Today I’m proud to provide you with a guest post from Kung Fu Finance subscriber (and personal hero of mine!), Mark Ford.

If you don’t know Mark, you should…he is an amazing and gifted entrepreneur and writer and knows a lot about building wealth (he’s a multimillionaire).

Mark is the editor of The Palm Beach Letter (which I subscribe to and love) and started his first business when he was 11 years old.

In the decades since, he’s started hundreds more.

Mark grew up in Brooklyn and Long Island, N.Y. He has a bachelor’s degree from Queens College, CUNY, a master’s degree from the University of Michigan (Go Blue!), and he did Ph. D. work at Catholic University. After college, Mark joined the Peace Corps and spent two years teaching students at the University of Chad in Africa.

In 1982, Mark moved to Palm Beach County, Fla., and took a job with a small publishing company. He helped that company grow to $135 million in annual revenues, became a multimillionaire himself, and retired at age 39.

After a year of writing poetry, he became a consultant. He was involved in the development of dozens of multimillion-dollar businesses, including one whose revenues recently exceeded the $400 million mark.

He has also written a dozen books on entrepreneurship, personal productivity, and wealth building. Three of these were New York Times and Wall Street Journal best sellers.

Mark recently turned 60 years old and “retired” again. He now focuses on growing his investments and writing for The Palm Beach Letter.

I consider Mark to be a Kung Fu Grand Master of the art of wealth-building and find his ideas to be very sound and well thought out. He embodies true kung fu (discipline, hard work, patience, resilience, and more…) and I hope you benefit from his wisdom as I have.

Labels for object points:
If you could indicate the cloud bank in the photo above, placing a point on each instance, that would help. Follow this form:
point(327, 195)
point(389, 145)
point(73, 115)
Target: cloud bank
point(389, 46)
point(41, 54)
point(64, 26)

Work to do:
1: In the Mark Ford introduction, where did he spend two years teaching students with the Peace Corps?
2: Reproduce the Mark Ford introduction from "After a year" to "the $400 million mark.".

Answers for the tasks:
1: At the University of Chad in Africa.

2:
After a year of writing poetry, he became a consultant. He was involved in the development of dozens of multimillion-dollar businesses, including one whose revenues recently exceeded the $400 million mark.